Stored records
"""

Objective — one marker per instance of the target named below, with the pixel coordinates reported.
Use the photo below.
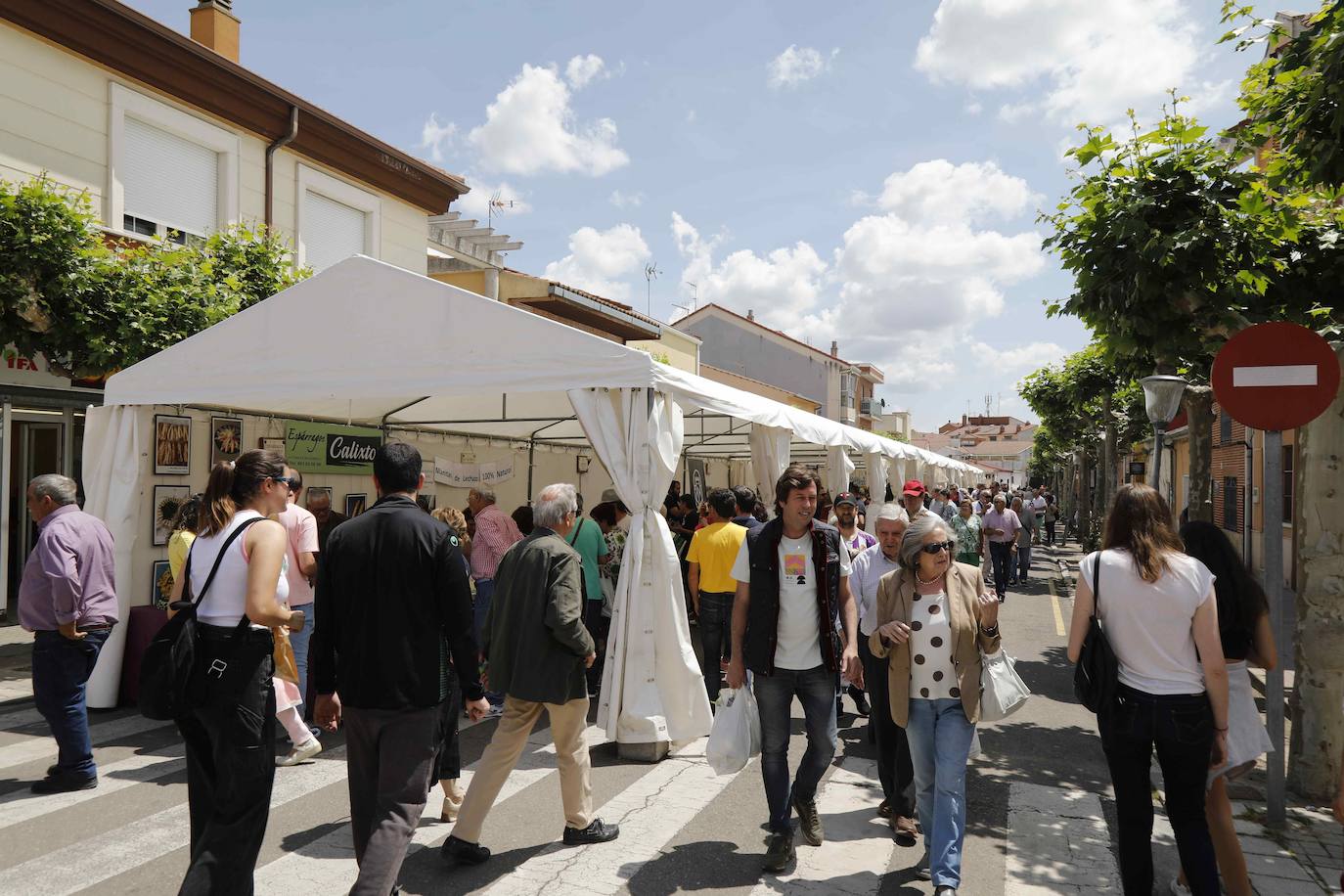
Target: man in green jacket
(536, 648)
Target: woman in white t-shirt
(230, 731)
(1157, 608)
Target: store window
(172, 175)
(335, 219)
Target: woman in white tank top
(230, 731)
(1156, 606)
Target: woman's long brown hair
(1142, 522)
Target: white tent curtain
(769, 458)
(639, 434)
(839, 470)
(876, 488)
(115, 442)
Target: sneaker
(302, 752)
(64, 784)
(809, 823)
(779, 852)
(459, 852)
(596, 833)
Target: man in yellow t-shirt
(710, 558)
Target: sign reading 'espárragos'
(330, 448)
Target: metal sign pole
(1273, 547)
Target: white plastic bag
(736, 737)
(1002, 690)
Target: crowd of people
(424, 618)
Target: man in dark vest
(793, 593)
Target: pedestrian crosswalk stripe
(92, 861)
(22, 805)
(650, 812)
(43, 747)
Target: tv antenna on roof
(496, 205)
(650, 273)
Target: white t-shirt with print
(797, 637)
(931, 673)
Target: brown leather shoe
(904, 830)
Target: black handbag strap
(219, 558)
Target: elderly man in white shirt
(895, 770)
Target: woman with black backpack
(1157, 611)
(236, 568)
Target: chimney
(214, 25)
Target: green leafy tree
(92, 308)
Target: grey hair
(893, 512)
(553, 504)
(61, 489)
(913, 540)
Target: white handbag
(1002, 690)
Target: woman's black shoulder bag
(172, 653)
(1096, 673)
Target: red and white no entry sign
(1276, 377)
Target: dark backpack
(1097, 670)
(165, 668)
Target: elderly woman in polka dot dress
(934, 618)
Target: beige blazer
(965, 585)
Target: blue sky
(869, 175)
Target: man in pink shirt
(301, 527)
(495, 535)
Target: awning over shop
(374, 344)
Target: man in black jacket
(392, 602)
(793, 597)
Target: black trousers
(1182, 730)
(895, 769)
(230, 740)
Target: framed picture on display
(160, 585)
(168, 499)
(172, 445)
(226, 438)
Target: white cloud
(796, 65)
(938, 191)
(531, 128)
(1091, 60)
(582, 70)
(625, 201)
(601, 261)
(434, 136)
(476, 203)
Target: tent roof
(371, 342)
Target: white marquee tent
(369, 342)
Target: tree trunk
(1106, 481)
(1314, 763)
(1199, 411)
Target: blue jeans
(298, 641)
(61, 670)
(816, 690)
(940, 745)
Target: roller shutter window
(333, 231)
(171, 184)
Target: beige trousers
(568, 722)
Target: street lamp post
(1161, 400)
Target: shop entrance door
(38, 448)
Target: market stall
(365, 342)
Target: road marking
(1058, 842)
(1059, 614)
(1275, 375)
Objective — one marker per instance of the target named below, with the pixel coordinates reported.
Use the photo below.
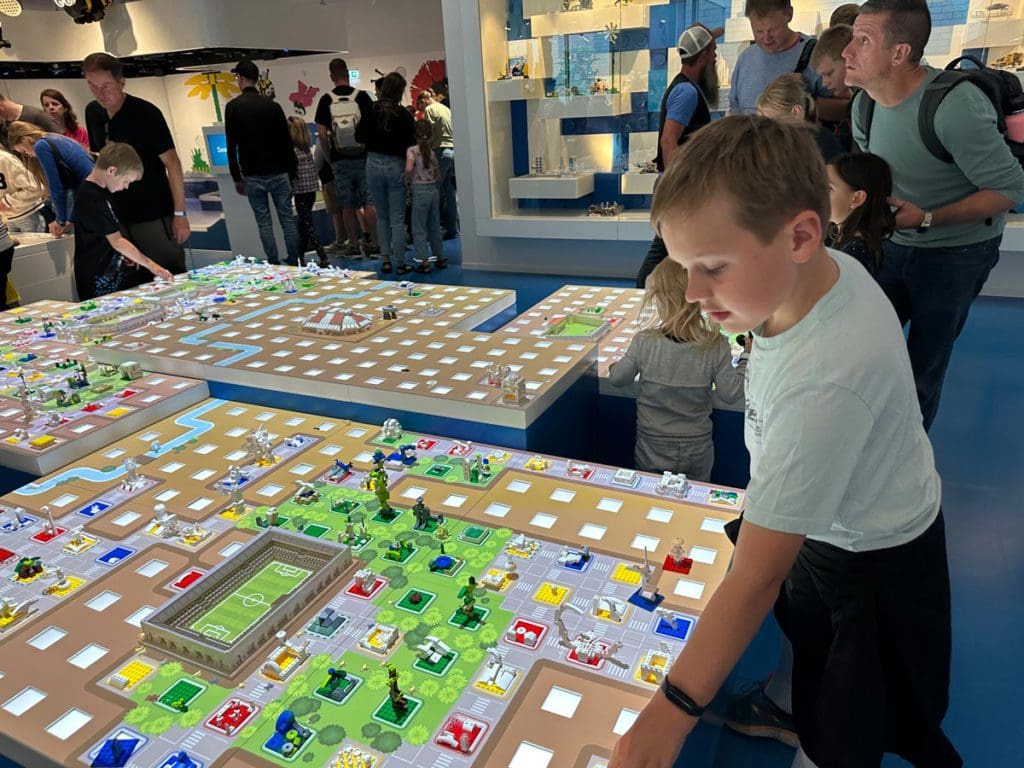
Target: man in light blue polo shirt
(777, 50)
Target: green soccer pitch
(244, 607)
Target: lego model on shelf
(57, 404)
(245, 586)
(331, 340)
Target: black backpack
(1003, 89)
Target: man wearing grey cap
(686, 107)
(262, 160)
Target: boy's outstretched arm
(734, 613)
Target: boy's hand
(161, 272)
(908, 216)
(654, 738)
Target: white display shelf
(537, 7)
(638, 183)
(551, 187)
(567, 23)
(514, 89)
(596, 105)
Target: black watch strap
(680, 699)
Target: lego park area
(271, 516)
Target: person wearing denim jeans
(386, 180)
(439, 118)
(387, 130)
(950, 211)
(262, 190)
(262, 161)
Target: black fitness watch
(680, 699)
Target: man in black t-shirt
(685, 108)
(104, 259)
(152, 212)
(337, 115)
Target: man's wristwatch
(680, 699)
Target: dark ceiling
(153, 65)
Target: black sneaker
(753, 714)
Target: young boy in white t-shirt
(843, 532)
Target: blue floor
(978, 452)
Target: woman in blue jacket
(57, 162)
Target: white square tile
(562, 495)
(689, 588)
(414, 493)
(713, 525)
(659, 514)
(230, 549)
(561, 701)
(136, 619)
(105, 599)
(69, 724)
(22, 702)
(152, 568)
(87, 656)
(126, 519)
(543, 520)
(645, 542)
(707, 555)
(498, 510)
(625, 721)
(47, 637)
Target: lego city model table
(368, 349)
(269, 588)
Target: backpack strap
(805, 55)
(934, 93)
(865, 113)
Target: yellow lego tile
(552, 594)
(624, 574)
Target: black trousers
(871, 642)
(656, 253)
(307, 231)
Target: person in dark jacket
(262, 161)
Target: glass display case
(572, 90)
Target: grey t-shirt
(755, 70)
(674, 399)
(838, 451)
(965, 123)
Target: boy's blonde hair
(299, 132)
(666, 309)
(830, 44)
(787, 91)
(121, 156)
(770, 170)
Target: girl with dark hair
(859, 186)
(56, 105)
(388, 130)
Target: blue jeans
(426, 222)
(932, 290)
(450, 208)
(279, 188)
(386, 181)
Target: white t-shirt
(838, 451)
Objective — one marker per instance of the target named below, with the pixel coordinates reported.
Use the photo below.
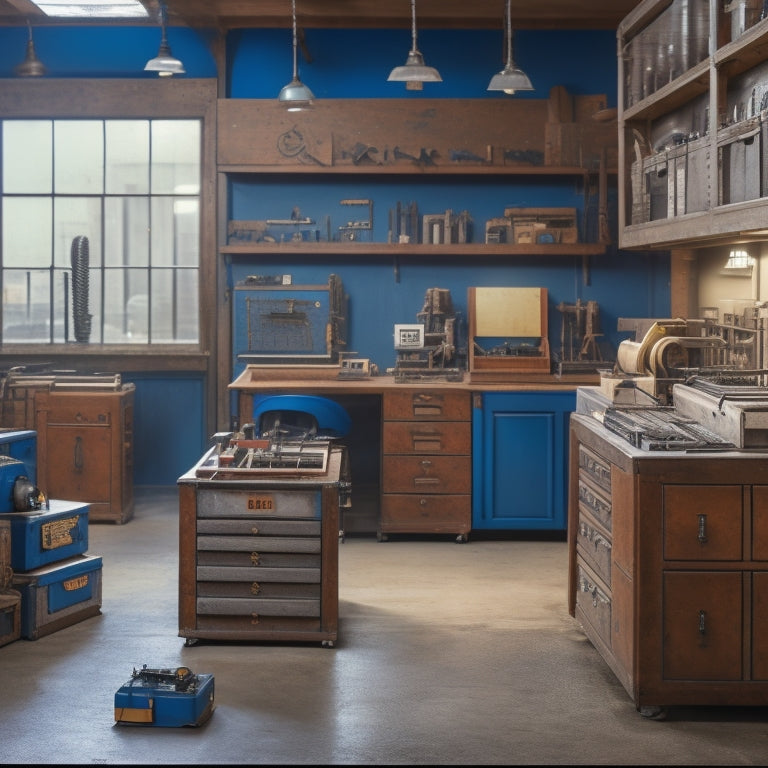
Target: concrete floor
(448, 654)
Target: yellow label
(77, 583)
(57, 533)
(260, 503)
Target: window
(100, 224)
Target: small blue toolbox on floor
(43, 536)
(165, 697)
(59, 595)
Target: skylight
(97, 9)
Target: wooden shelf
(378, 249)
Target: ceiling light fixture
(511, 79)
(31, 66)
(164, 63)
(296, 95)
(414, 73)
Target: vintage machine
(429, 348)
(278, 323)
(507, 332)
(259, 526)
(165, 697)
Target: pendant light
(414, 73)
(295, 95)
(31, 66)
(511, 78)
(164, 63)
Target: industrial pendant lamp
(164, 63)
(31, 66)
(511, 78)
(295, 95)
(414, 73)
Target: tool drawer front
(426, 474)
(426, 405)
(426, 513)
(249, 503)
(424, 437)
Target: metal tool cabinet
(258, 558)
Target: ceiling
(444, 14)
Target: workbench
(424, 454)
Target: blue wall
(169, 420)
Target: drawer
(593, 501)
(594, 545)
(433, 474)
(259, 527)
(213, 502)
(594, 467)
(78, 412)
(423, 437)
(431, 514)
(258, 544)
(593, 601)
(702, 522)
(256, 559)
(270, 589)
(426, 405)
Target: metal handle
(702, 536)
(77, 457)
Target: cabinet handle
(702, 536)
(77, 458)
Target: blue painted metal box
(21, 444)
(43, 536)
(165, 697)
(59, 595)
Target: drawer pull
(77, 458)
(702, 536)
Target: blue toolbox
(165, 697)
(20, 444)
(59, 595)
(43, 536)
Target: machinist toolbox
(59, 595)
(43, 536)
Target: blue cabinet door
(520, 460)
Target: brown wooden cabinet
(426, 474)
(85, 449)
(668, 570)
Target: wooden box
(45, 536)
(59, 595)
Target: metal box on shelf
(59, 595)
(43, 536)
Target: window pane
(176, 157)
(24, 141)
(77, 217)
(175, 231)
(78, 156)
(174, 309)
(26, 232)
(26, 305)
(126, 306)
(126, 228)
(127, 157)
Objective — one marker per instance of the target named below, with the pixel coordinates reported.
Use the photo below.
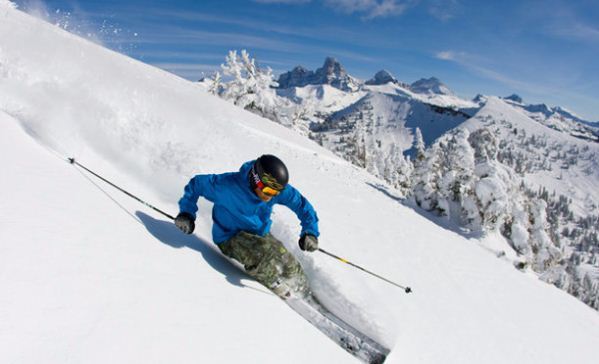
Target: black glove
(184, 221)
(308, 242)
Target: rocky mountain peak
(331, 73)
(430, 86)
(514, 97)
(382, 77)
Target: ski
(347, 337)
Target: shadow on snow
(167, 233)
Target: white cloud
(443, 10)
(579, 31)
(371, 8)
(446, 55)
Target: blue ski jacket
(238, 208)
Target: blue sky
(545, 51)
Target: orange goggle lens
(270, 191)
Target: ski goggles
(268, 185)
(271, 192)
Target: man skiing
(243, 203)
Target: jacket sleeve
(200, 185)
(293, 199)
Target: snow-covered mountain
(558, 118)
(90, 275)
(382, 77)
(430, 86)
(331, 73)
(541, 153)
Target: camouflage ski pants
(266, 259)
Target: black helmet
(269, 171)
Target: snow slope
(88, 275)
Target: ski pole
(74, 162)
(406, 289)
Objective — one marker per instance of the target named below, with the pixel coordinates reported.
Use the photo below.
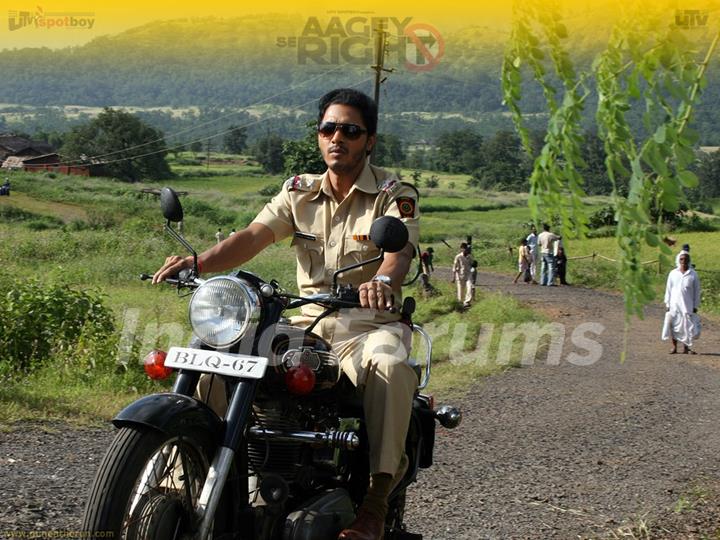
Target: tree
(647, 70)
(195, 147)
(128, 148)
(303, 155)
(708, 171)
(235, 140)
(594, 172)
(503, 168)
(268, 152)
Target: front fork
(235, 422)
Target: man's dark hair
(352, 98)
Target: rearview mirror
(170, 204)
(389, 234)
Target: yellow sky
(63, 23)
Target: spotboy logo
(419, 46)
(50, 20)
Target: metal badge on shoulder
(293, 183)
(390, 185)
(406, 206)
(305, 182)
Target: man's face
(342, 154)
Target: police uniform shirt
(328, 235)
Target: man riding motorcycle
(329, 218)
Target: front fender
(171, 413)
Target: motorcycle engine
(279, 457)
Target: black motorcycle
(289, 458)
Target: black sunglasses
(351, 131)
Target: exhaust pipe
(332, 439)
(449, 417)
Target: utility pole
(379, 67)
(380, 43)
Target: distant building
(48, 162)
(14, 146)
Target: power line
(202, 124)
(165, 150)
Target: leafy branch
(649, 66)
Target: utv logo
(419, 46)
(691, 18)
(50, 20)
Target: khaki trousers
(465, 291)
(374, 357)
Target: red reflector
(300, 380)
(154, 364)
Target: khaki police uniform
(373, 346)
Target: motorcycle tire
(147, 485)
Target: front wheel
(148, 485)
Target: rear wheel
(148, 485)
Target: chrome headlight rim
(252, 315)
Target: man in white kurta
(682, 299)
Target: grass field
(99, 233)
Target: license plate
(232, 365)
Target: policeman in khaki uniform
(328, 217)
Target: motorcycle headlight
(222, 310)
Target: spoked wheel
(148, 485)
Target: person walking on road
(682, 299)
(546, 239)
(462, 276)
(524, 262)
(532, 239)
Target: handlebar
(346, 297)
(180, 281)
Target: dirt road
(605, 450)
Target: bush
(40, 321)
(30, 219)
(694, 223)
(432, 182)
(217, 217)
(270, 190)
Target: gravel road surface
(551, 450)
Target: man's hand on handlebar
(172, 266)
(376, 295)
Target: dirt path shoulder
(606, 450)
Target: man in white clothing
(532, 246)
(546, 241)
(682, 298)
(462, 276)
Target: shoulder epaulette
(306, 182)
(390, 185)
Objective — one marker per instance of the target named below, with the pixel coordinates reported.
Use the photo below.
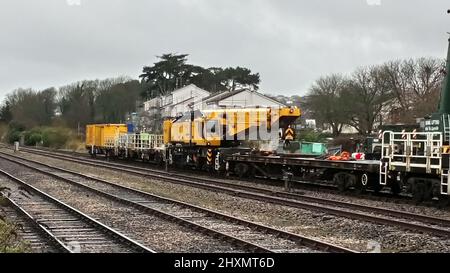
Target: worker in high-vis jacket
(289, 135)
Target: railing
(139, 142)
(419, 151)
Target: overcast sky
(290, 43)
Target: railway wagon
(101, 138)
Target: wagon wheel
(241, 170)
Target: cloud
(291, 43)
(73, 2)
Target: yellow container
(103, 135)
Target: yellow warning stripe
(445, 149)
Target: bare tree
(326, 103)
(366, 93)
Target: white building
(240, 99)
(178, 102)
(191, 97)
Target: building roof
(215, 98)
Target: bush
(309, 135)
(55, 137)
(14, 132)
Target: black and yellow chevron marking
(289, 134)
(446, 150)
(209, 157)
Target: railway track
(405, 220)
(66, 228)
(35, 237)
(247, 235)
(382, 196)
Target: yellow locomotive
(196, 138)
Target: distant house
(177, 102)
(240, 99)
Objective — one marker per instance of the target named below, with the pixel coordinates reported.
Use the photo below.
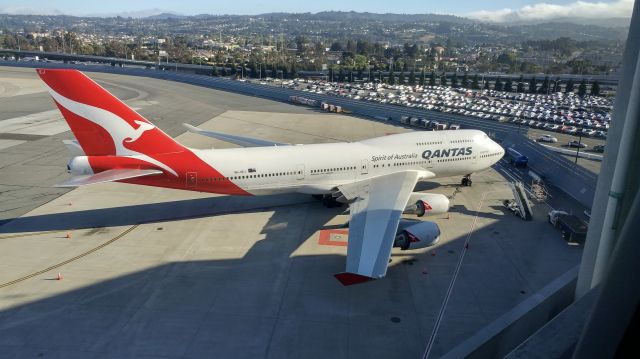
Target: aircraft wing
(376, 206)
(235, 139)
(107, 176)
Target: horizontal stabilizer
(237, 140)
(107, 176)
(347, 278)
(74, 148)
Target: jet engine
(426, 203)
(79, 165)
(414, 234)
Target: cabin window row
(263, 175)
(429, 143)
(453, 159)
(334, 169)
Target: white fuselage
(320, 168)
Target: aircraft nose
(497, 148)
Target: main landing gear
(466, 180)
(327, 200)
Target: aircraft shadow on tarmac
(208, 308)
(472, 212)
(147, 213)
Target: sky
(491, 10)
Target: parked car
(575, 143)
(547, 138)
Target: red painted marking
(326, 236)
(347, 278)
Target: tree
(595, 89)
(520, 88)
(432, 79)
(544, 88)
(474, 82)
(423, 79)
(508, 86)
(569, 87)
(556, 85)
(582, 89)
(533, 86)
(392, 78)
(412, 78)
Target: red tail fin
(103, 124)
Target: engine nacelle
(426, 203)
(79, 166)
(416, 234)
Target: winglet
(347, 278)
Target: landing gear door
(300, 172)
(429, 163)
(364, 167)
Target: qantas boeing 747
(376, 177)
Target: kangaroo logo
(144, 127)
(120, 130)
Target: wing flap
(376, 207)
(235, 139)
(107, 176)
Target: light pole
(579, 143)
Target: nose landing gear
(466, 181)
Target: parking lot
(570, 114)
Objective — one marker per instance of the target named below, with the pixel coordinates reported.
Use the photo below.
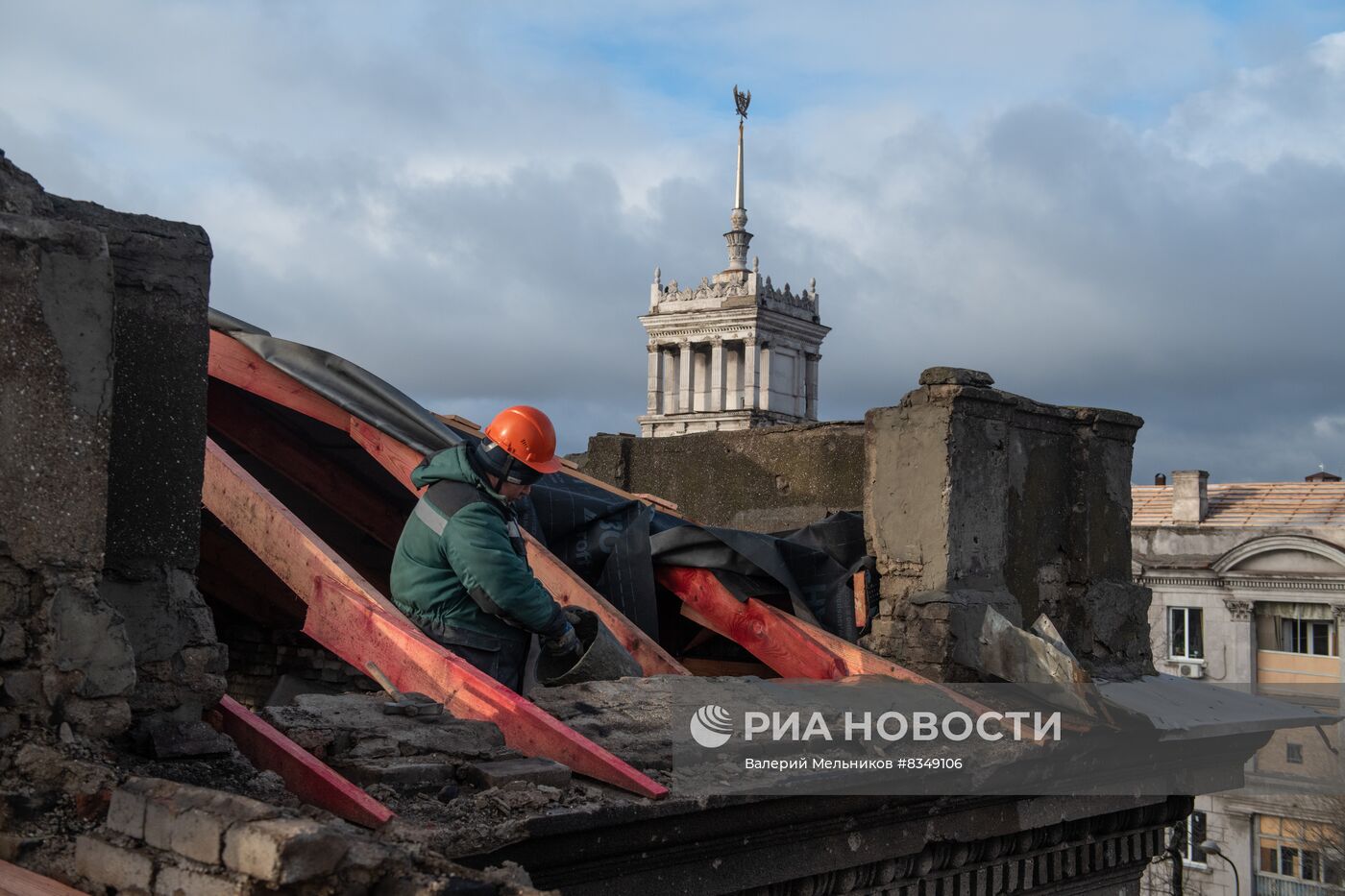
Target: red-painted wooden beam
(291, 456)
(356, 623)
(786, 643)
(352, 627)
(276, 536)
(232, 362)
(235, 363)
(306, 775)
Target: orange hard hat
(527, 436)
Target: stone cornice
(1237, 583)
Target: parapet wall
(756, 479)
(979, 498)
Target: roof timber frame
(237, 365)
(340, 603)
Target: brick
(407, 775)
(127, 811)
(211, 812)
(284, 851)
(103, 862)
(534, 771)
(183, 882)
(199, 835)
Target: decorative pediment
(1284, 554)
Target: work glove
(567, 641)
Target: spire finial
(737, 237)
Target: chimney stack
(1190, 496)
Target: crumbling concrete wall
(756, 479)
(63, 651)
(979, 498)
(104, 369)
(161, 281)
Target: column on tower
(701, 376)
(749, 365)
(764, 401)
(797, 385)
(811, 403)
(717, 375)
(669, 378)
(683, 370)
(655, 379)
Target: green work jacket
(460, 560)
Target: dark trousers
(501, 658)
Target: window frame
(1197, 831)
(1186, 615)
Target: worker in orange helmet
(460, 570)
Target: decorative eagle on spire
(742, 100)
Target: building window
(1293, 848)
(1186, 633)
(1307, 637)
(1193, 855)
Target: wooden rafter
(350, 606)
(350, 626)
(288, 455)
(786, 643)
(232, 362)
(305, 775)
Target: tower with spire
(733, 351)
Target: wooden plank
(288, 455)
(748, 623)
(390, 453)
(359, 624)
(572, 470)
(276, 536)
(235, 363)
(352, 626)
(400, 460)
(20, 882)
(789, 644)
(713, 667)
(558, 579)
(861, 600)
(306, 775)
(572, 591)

"""

Given request | Please reproduce the part of the lines above that opens with the line containing "Target: white plastic bag" and closes with the line containing "(1275, 375)", keeping every line, requests included, but scaling each answer coordinate by 1.95 and rounding it to a whole number, with halves rounded up. Return only those lines.

Solution below |
Target: white plastic bag
(1435, 1437)
(1954, 1346)
Target: crowd of people
(827, 1205)
Target: man in dark vest
(1546, 1156)
Target: pedestrian crosswalk stripe
(179, 1679)
(43, 1570)
(1268, 1583)
(84, 1457)
Target: tv antenna on roof
(967, 400)
(1268, 532)
Target: white t-shirt with print
(1554, 1242)
(1815, 1312)
Target: brown leather shoe
(1763, 1619)
Target: black handbag strap
(427, 1088)
Target: elderly man in white shirt
(1745, 1502)
Target: woman with black backpack
(2256, 1191)
(460, 1108)
Target: chimney
(417, 49)
Target: green leafy tree
(179, 601)
Target: grey hair
(1741, 998)
(1078, 983)
(119, 954)
(1780, 1053)
Target: white handbag
(1954, 1346)
Target: woman's black shoulder bag
(335, 1273)
(2137, 1312)
Target: red and white no entry sign
(2488, 735)
Target: dark backpack
(2139, 1307)
(322, 1303)
Target: elderly woman in polka dot dress
(1821, 1205)
Target: beige blazer
(1882, 1141)
Target: blue sky
(1695, 341)
Target: man in pink shirt
(587, 1028)
(965, 1043)
Target: awning over shop
(729, 671)
Target: man in black jacket
(764, 1174)
(1546, 1164)
Target: black trousers
(2305, 1424)
(1745, 1500)
(449, 1443)
Target: framed picture on display
(312, 1141)
(328, 973)
(335, 868)
(441, 854)
Target: white cloud
(1552, 127)
(1829, 372)
(1035, 250)
(2127, 117)
(1135, 137)
(1219, 392)
(1172, 509)
(846, 265)
(928, 396)
Target: tent roof
(723, 667)
Target: white marquee tent
(720, 667)
Target: tree trunk
(2157, 938)
(2562, 1488)
(2338, 801)
Target: blue jeans
(581, 1250)
(119, 1307)
(1591, 1346)
(1833, 1453)
Target: roller shutter window
(649, 450)
(333, 359)
Target: beige trousers
(1108, 1408)
Target: street lamp post
(2264, 780)
Target: shop entrance door
(74, 874)
Target: market stall
(712, 667)
Target: road marking
(2063, 1642)
(2065, 1197)
(2486, 731)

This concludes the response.